> **GIVEN PROBLEM**: Show every line of the material below that contains the word "donkey", treating uppercase and lowercase as different.

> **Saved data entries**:

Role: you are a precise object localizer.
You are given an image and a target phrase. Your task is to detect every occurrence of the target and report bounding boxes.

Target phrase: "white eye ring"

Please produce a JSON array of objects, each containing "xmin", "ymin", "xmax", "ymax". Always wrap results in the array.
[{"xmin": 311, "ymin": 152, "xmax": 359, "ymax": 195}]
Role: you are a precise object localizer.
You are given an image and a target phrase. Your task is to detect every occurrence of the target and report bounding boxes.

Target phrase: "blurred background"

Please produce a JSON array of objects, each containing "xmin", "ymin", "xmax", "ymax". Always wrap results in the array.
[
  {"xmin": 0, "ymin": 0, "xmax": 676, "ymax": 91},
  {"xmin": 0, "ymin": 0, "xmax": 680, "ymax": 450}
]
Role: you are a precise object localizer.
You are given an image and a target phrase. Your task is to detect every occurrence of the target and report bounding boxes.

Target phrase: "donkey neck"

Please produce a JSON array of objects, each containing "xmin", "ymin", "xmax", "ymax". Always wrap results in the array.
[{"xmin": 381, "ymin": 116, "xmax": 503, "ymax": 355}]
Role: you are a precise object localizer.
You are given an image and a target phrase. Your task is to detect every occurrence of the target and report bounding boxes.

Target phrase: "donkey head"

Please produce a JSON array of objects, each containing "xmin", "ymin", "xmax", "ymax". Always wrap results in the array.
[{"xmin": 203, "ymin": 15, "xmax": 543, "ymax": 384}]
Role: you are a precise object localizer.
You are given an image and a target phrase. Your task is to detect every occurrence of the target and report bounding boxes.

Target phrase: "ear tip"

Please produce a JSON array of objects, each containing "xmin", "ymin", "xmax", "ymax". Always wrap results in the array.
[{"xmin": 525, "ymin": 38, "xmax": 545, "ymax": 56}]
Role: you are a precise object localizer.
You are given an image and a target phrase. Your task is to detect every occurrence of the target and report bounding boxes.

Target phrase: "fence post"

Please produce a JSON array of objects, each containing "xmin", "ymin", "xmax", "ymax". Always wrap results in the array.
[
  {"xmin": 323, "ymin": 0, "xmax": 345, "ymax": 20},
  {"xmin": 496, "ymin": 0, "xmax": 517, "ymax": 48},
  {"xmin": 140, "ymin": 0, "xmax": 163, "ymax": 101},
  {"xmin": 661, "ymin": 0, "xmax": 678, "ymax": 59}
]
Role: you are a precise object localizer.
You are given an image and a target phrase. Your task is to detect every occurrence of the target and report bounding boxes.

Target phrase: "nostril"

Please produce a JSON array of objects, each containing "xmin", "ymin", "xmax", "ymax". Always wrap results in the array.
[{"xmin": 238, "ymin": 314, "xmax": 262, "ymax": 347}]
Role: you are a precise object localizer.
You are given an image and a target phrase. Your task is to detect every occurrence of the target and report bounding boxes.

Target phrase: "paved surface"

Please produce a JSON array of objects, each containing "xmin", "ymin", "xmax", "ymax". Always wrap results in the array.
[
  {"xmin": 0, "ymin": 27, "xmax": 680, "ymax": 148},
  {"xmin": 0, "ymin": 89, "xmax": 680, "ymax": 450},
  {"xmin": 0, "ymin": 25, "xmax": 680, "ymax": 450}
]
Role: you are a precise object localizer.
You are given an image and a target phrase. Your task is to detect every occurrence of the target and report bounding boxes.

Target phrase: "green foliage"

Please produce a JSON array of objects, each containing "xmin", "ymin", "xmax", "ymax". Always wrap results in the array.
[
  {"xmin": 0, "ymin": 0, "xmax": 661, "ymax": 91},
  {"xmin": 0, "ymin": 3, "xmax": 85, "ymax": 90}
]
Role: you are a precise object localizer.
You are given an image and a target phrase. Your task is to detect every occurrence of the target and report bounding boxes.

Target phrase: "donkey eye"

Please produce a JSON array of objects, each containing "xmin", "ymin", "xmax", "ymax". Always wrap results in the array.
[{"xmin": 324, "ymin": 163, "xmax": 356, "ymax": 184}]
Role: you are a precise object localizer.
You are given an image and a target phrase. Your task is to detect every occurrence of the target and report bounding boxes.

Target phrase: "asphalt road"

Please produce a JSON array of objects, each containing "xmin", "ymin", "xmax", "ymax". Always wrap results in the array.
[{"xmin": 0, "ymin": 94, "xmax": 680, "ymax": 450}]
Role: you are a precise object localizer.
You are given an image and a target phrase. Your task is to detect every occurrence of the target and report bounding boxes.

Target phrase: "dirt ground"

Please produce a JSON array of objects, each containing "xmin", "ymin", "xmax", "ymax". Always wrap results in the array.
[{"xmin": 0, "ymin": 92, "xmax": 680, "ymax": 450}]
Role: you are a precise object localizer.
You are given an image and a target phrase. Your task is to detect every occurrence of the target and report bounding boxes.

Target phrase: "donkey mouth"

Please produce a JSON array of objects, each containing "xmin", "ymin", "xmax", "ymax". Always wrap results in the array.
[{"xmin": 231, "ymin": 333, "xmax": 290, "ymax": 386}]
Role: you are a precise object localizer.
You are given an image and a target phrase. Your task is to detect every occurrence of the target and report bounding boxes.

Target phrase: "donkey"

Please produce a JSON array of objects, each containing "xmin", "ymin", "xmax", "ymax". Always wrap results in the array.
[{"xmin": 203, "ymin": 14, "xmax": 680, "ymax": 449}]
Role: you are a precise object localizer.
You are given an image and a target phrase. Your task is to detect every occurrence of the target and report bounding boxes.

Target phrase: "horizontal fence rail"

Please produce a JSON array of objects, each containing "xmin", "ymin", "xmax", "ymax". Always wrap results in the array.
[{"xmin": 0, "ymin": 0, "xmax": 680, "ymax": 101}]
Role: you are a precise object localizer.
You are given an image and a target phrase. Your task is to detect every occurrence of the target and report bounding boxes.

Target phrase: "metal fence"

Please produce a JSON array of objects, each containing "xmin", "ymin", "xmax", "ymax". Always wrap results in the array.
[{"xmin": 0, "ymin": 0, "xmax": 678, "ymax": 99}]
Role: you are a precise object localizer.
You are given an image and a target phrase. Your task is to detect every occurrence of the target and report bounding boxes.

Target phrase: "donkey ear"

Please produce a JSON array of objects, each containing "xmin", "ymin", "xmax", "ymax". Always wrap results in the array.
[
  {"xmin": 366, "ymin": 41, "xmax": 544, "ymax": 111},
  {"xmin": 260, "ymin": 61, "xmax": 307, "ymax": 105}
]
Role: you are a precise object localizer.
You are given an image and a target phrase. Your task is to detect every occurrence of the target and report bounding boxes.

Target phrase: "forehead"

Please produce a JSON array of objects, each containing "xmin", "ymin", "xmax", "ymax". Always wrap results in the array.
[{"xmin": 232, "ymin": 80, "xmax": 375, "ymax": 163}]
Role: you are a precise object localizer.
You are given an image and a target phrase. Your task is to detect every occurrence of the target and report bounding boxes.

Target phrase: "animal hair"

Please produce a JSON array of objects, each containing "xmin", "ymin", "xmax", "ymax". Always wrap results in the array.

> **EXPECTED OUTPUT**:
Target phrase: "donkey neck"
Target phrase: "donkey head"
Target phrase: "donkey eye"
Target phrase: "donkey mouth"
Target phrase: "donkey"
Target phrase: "donkey ear"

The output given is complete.